Work to do:
A) Translate into Spanish this sentence from the Python encoding thread below: "I have looked at other questions around Python and encoding but not quite found the solution to my problem."
B) Filter the listing below, copying only the lines that contain the string "column".

Supplied passage:
Python UTF8 encoding

I have looked at other questions around Python and encoding but not quite found the solution to my problem. Here it is:
I have a small script which attempts to compare 2 lists of files:
A list given in a text file, which is supposed to be encoded in UTF8 (at least Notepad++ detects it as such).
A list from a directory which I build like this:
local = [f.encode('utf-8') for f in listdir(dir) ]
However, for some characters, I do not get the same representation: when looking in a HEX editor, I find that in 1, the character รฉ is given by 65 cc whereas in 2 it is given by c3 a9 ...
What I would like is to have them to the same encoding, whatever it is.
Your first sequence is incomplete - cc is the prefix for a two-byte UTF-8 sequence. Most probably, the full sequence is 65 cc 81, which indeed is the character e (0x65) followed by a COMBINING ACUTE ACCENT (0x301, which in UTF-8 gets expressed as cc 81).
The other sequence instead is the precomposed LATIN SMALL LETTER E WITH ACUTE character (0xe9, expressed as c3 a9 in UTF-8). You'll notice in the linked page that its decomposition is exactly the first sequence.

Material for the task:
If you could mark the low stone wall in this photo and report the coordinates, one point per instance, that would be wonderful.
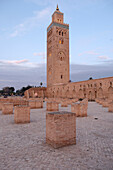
(52, 106)
(60, 129)
(80, 109)
(35, 104)
(64, 103)
(7, 108)
(22, 114)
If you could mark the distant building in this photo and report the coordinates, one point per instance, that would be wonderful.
(58, 75)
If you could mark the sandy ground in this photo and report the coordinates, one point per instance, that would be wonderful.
(23, 146)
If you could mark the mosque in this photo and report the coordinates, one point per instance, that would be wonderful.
(58, 69)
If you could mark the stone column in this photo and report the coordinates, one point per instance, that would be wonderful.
(60, 128)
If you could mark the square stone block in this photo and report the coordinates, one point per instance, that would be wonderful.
(60, 129)
(64, 104)
(52, 106)
(7, 108)
(80, 109)
(39, 104)
(75, 108)
(32, 104)
(22, 114)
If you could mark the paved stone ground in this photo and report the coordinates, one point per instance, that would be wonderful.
(23, 146)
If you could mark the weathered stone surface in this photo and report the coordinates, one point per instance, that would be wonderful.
(7, 108)
(34, 104)
(22, 114)
(60, 128)
(52, 106)
(24, 146)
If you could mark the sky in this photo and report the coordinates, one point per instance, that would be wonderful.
(23, 36)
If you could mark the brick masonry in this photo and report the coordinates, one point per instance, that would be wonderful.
(60, 128)
(7, 108)
(22, 114)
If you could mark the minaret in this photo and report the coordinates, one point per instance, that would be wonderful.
(57, 50)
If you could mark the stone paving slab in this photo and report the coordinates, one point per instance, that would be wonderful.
(23, 146)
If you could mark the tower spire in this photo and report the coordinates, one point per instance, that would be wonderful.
(57, 8)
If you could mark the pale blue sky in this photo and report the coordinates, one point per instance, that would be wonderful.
(23, 26)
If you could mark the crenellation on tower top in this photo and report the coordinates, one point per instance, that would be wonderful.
(57, 50)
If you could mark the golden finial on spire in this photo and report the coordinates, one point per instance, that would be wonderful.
(57, 8)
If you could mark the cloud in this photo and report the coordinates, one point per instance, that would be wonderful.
(29, 23)
(13, 61)
(103, 57)
(41, 54)
(88, 53)
(19, 76)
(21, 64)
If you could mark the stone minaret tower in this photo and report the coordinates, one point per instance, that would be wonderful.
(57, 50)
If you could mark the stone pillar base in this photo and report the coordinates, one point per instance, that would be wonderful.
(60, 129)
(22, 114)
(52, 106)
(7, 108)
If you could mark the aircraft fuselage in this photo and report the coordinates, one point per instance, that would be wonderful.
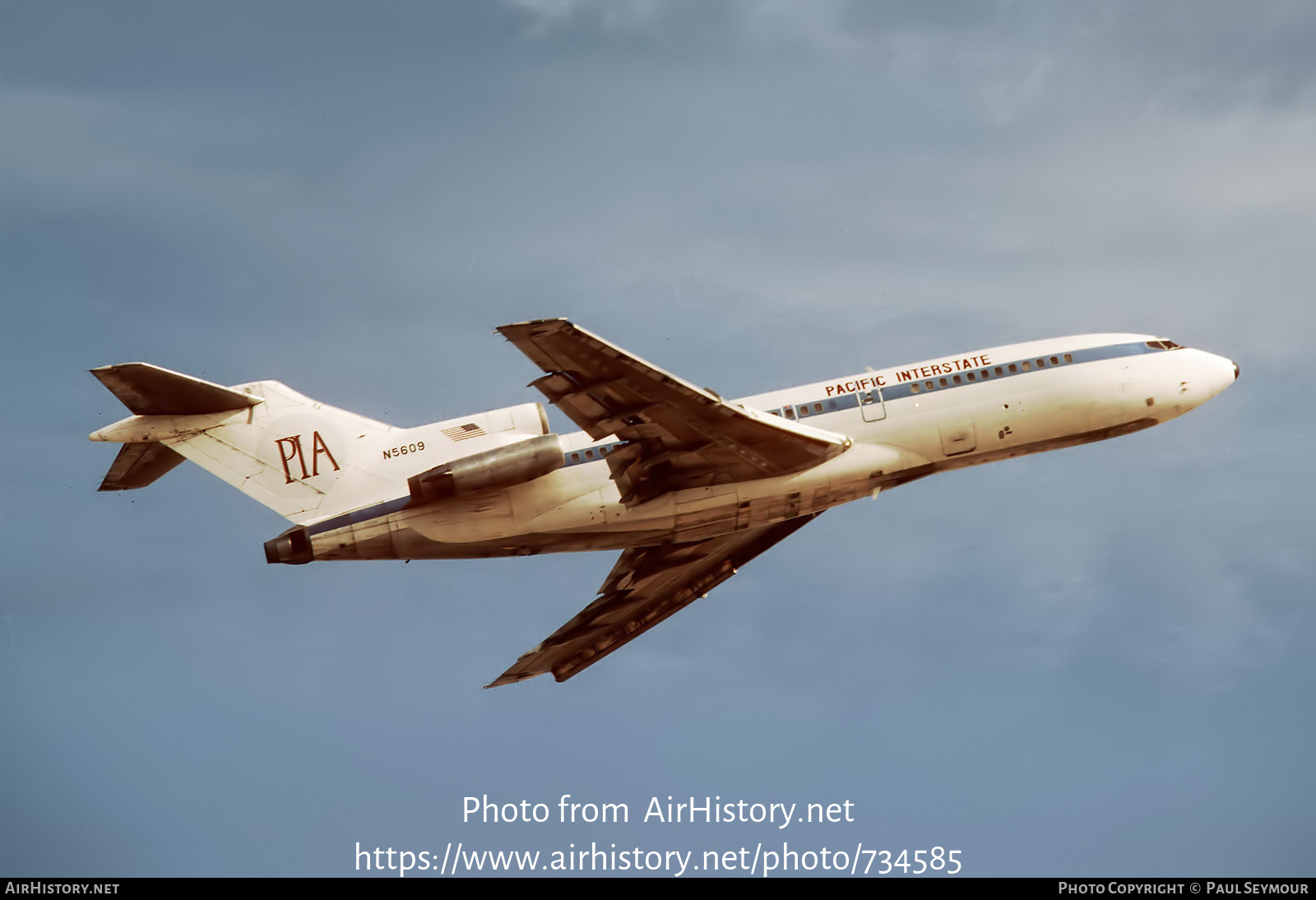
(903, 423)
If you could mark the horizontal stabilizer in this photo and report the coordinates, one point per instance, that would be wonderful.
(138, 465)
(153, 391)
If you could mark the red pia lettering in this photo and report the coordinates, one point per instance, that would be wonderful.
(290, 449)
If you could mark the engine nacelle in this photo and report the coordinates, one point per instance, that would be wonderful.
(517, 463)
(293, 548)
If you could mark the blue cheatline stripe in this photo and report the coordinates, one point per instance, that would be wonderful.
(906, 388)
(362, 515)
(829, 406)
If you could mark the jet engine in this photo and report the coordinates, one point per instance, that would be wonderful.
(500, 467)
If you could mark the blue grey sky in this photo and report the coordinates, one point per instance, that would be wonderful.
(1090, 662)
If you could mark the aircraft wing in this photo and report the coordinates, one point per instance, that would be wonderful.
(646, 586)
(675, 434)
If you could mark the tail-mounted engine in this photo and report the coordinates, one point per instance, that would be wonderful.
(500, 467)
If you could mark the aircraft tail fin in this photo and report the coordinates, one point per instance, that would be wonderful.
(304, 459)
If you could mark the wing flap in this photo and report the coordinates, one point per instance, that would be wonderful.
(645, 587)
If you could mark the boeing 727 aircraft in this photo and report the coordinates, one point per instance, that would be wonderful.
(686, 485)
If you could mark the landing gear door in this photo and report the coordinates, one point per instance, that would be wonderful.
(872, 406)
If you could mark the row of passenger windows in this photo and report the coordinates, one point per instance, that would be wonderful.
(806, 410)
(984, 374)
(591, 454)
(829, 406)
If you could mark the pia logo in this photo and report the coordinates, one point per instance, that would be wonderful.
(290, 452)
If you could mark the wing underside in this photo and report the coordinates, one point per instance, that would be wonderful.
(646, 586)
(674, 434)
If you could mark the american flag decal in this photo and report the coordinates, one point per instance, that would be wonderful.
(462, 432)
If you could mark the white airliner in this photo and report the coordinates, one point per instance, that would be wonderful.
(688, 485)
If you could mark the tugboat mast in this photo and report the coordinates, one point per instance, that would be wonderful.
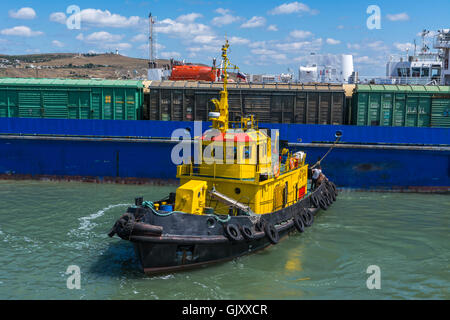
(220, 120)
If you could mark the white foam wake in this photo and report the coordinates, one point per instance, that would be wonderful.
(87, 224)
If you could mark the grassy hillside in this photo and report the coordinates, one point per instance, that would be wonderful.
(76, 66)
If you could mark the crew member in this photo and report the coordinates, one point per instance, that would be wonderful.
(317, 177)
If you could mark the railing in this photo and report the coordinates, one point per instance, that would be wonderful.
(403, 80)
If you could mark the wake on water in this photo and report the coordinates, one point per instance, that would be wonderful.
(87, 224)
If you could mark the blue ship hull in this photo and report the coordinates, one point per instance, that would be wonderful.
(370, 158)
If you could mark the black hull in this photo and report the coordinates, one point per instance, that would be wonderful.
(183, 241)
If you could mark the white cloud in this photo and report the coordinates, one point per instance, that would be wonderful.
(58, 17)
(180, 28)
(300, 34)
(398, 17)
(333, 41)
(189, 18)
(403, 46)
(254, 22)
(293, 7)
(140, 38)
(377, 46)
(146, 46)
(26, 13)
(354, 46)
(205, 39)
(21, 31)
(430, 34)
(238, 41)
(225, 18)
(100, 18)
(170, 54)
(58, 44)
(310, 46)
(103, 36)
(263, 51)
(121, 46)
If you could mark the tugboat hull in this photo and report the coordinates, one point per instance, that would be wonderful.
(163, 246)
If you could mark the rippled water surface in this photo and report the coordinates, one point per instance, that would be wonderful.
(47, 226)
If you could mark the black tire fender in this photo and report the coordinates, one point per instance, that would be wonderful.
(272, 233)
(247, 232)
(314, 201)
(298, 223)
(232, 232)
(323, 204)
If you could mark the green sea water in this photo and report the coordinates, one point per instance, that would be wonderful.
(45, 227)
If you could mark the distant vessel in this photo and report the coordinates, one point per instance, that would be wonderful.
(423, 68)
(327, 69)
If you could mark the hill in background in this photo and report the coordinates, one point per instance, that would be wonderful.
(75, 66)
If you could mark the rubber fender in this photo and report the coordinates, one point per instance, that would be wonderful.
(272, 233)
(314, 201)
(298, 223)
(232, 232)
(146, 229)
(323, 204)
(259, 226)
(310, 218)
(247, 232)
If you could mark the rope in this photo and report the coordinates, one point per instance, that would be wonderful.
(332, 147)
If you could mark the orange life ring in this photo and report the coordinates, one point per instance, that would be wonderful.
(276, 170)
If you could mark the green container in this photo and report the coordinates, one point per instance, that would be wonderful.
(409, 106)
(71, 99)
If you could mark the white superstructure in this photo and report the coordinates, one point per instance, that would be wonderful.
(327, 69)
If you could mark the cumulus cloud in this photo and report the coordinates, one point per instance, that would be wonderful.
(300, 34)
(354, 46)
(140, 38)
(403, 46)
(225, 18)
(333, 42)
(26, 13)
(170, 54)
(182, 27)
(100, 18)
(293, 7)
(398, 17)
(189, 18)
(59, 17)
(21, 31)
(103, 36)
(254, 22)
(58, 44)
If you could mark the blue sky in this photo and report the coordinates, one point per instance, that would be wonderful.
(266, 36)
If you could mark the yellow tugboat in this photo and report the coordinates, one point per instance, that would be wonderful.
(240, 197)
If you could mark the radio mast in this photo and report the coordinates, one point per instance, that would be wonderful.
(152, 62)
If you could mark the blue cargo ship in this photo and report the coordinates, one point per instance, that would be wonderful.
(367, 158)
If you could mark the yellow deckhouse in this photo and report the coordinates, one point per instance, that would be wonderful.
(240, 171)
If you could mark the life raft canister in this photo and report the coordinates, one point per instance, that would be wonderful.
(276, 170)
(292, 163)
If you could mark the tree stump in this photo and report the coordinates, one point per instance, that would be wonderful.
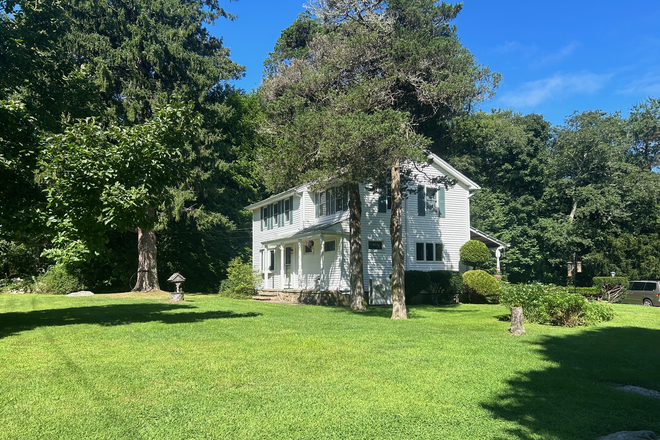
(517, 321)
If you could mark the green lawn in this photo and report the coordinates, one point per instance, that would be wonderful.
(120, 367)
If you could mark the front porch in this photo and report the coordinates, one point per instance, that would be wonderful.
(314, 259)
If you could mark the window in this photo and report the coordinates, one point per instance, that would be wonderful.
(375, 245)
(429, 252)
(431, 200)
(385, 200)
(331, 201)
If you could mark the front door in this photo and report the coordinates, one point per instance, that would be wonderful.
(288, 257)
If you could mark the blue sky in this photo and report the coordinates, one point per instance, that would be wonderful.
(555, 57)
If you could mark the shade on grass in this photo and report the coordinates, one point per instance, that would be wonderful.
(122, 367)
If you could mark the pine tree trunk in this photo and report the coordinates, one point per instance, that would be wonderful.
(147, 276)
(517, 321)
(398, 263)
(356, 267)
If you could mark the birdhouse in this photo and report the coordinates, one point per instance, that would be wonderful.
(177, 279)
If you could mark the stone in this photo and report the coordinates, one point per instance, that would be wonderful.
(640, 390)
(630, 435)
(81, 293)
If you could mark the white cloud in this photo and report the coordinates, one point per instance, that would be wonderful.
(555, 87)
(647, 84)
(562, 53)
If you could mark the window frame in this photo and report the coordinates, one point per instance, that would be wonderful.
(380, 249)
(424, 247)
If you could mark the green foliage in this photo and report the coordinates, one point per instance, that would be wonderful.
(599, 282)
(480, 286)
(242, 281)
(445, 284)
(440, 286)
(475, 253)
(415, 282)
(101, 177)
(58, 280)
(548, 304)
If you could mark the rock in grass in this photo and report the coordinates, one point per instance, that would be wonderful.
(631, 435)
(81, 293)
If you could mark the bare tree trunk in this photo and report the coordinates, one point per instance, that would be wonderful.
(356, 267)
(398, 263)
(147, 276)
(517, 321)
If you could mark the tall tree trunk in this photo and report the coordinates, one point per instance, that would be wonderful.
(356, 267)
(398, 263)
(147, 276)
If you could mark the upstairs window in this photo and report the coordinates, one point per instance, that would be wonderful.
(331, 201)
(329, 246)
(429, 252)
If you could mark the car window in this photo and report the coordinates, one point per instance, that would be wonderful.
(650, 286)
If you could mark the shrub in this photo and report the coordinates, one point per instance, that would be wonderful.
(242, 281)
(58, 280)
(548, 304)
(445, 284)
(599, 282)
(415, 281)
(480, 286)
(474, 253)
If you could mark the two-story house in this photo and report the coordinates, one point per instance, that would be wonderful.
(301, 238)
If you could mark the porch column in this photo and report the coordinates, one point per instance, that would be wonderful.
(299, 277)
(282, 271)
(322, 274)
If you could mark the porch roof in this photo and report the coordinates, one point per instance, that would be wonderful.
(307, 232)
(488, 240)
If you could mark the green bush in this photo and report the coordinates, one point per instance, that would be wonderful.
(445, 284)
(598, 282)
(58, 280)
(548, 304)
(480, 286)
(415, 281)
(242, 281)
(475, 253)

Solutions:
A) He revisado otras preguntas sobre Python y la codificación, pero no he encontrado del todo la solución a mi problema.

B)
If you could mark the stone column in this photo and report the coordinates, one point per instance, that would be wonderful.
If you could mark the porch column in this photo and report the coordinates, one point per instance, that would be wonderful.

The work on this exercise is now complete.